Text-to-region grounding data
====

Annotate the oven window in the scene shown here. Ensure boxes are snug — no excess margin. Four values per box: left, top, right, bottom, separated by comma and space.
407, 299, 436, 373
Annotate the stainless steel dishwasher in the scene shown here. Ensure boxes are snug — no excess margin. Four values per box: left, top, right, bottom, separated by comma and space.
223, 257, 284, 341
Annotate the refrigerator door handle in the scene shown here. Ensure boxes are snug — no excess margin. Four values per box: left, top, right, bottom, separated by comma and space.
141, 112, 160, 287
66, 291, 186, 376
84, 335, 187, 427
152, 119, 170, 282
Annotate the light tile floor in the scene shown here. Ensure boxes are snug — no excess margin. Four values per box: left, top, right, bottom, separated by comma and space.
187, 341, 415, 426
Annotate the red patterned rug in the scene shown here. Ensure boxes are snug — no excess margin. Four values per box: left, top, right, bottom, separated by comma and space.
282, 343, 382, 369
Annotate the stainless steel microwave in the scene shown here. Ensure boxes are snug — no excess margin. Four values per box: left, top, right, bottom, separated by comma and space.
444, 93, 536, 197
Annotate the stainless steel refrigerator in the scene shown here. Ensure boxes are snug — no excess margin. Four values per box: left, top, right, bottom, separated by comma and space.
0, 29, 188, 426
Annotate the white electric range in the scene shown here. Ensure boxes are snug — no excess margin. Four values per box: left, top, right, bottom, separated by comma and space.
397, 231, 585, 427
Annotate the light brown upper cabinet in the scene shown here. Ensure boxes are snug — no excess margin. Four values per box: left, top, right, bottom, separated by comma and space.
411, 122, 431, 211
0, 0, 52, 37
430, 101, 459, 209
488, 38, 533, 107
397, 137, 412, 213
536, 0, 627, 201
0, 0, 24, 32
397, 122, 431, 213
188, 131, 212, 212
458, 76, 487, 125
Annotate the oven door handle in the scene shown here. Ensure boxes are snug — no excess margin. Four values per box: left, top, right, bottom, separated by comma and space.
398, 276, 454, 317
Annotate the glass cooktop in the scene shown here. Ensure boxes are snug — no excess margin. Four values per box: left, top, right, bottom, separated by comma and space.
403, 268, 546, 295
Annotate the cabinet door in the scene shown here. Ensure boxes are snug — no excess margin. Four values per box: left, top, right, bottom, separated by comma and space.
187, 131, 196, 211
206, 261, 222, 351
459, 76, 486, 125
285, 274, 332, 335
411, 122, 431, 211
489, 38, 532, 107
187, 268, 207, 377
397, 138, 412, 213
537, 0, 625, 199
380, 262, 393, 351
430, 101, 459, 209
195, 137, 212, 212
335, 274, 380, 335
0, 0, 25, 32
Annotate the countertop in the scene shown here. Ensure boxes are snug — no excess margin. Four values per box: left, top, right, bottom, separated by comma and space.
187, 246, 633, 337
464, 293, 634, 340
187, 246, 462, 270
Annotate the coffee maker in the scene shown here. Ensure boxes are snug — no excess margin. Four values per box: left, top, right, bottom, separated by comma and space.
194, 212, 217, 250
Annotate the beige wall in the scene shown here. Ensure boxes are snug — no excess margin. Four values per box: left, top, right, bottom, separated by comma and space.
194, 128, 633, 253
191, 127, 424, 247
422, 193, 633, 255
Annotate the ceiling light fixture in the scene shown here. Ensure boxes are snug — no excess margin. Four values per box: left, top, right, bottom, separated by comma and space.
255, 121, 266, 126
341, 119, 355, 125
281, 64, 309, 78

====

*YOUR ASSIGNMENT*.
Output all the lines above, matching them word for word.

*SOLUTION TO THIS EXERCISE*.
Annotate the oven window in the scene shown here. Ensure boxes are snug — no excess margin. Four values per box: left, top, right, bottom, separated by comma and space.
407, 299, 436, 373
Annotate the stainless steel dishwasher in the scene shown here. Ensure boxes are snug — no excess margin. Four values per box: left, top, right, bottom, separated by comma and space.
223, 257, 284, 341
Annotate the refrigerator door handle in the scene shown here. Ensure boxes are snug — no excess margin. Four values per box: left, top, right, bottom, separated by comma and space.
141, 112, 160, 287
66, 291, 186, 376
84, 335, 187, 427
152, 119, 170, 282
Annotate the light tile floor in the scene shown here. Ensure boxes are snug — no excess margin. Four values per box: left, top, right, bottom, separated by comma and space.
187, 341, 415, 426
Annotate the red patterned rug in the scene shown here. Ensure boxes are snug — no excess margin. Four values per box: left, top, right, bottom, separated by comma and space.
282, 343, 382, 369
Annotate the stainless steel microwave in the scene shown here. Ensure boxes are snug — no excess margin. Four values per box: left, top, right, bottom, separated by comma and space.
444, 93, 536, 197
Annotate the stainless steel refrigerator in the scene shown here. Ensure boxes are snug — no excess margin. Four values per box: left, top, right, bottom, separated by comma and space.
0, 29, 188, 426
Annotate the white electric range in the scene shown here. Ensure boxes are snug — no excess margin. Four values per box: left, top, right, bottom, separated by comma and space.
397, 231, 585, 427
Annotate the light brown upper cabinet in the scene shown here. Ensure boxes are snug — no excess margin. Four values per box: left, top, right, bottom, separated by comma and space.
411, 122, 431, 211
0, 0, 52, 37
430, 101, 459, 209
488, 38, 533, 107
397, 137, 412, 213
536, 0, 627, 201
0, 0, 24, 32
397, 122, 431, 213
188, 131, 212, 212
458, 76, 487, 125
Annotate the oven door handle in the scene shown here. Ensure boxes are snug — no excess margin. Four values per box: left, top, right, bottom, separated by comma and space.
398, 276, 454, 317
Annotate the glass cooktop in the scene shown here. Ensure boxes are snug — no excess margin. Four values per box: left, top, right, bottom, separated by comma and space.
403, 268, 546, 295
Annotate the cabinet door in the scene shown here. Ensure boxes are snug — no excess margin. Four values per box: left, top, right, bottom, separated by comma and space.
187, 131, 196, 211
206, 261, 222, 351
459, 76, 486, 125
285, 274, 332, 335
411, 122, 431, 211
489, 38, 532, 107
187, 268, 207, 377
397, 138, 412, 213
537, 0, 625, 199
380, 262, 393, 351
430, 101, 459, 209
195, 137, 212, 212
335, 274, 380, 335
0, 0, 25, 32
Annotate the countertop in the scene shown here. Ensure boxes are snug — no excess margin. Four values per box: left, top, right, bottom, separated by comma and space.
187, 246, 633, 337
464, 293, 634, 340
187, 246, 462, 270
Annotate the coffee maker in the scene shown here. Ensure boxes are snug — no excess margin. Four values per box: left, top, right, bottom, separated by comma and space.
194, 212, 217, 250
Annotate the beige wall in the scene shown here. Ensure boxes are snug — no excess margin. Four values per box: left, top, right, bottom, separated by comma and space.
194, 128, 633, 253
191, 127, 424, 247
422, 193, 633, 255
Annotate the ceiling light fixture in the scene shown here. Ensure boxes are snug — no excess margin. Four values per box: left, top, right, bottom, separated by comma and space.
255, 121, 266, 126
341, 119, 355, 125
281, 64, 309, 78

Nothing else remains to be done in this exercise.